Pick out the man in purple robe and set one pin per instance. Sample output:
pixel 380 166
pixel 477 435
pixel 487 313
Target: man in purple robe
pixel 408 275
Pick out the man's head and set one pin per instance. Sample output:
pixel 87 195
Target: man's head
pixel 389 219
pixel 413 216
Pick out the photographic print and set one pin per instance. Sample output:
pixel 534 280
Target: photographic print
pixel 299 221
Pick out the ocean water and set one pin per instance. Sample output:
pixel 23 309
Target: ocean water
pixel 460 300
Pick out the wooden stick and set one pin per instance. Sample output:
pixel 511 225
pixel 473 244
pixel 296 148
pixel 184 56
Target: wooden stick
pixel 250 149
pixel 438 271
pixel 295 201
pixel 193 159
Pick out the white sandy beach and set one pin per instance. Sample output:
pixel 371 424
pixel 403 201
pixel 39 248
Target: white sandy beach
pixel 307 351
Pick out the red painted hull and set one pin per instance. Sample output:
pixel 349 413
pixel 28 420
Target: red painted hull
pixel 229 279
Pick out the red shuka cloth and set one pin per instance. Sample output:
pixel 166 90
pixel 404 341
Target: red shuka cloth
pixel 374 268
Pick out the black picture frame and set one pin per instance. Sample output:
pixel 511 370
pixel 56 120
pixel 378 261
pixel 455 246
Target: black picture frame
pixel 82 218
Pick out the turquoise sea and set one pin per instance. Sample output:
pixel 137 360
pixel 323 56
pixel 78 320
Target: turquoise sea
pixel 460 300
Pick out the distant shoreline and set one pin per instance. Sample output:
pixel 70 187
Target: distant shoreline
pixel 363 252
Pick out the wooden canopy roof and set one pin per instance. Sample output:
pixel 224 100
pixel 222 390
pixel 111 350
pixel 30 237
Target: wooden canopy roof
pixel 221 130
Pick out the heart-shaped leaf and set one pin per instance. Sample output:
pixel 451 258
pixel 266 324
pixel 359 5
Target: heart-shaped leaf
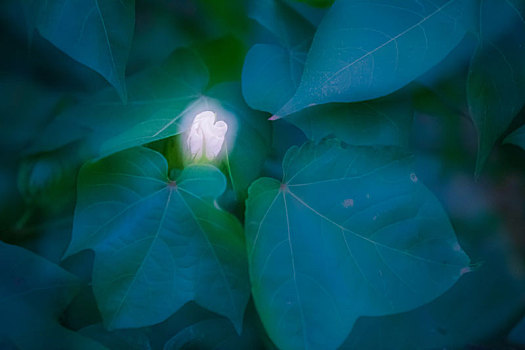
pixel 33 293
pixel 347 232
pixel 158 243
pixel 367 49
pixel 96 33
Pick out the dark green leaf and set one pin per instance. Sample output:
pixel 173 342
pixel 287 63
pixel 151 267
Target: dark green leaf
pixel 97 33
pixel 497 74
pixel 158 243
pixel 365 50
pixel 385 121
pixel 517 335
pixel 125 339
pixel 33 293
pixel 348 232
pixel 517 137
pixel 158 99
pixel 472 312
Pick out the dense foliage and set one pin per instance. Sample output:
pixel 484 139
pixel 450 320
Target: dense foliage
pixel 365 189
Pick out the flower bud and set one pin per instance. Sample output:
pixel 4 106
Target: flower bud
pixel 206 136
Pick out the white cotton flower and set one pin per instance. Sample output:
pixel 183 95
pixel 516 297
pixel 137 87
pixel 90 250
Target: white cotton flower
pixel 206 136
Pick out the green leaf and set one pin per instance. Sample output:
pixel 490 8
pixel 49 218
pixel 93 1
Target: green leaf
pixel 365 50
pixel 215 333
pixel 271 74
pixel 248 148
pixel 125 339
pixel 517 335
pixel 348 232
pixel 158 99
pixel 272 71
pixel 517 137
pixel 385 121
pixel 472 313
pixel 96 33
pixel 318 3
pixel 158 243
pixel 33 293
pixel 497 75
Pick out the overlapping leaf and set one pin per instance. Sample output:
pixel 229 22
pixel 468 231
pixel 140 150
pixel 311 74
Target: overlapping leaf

•••

- WORK TO BE COMPLETED -
Revise the entries from the first line through the line with "pixel 299 221", swapping "man's head" for "man's face" and keeping everything else the same.

- SOLUTION FOR THIS TASK -
Pick out the man in purple robe and set one pin per instance. Sample output:
pixel 380 166
pixel 477 435
pixel 487 313
Target: man in purple robe
pixel 408 275
Pick out the man's face and set one pin per instance. Sample output:
pixel 87 195
Target: man's face
pixel 389 219
pixel 413 216
Pick out the photographic print and set one pin per instance. Sample output:
pixel 534 280
Target: photographic print
pixel 299 221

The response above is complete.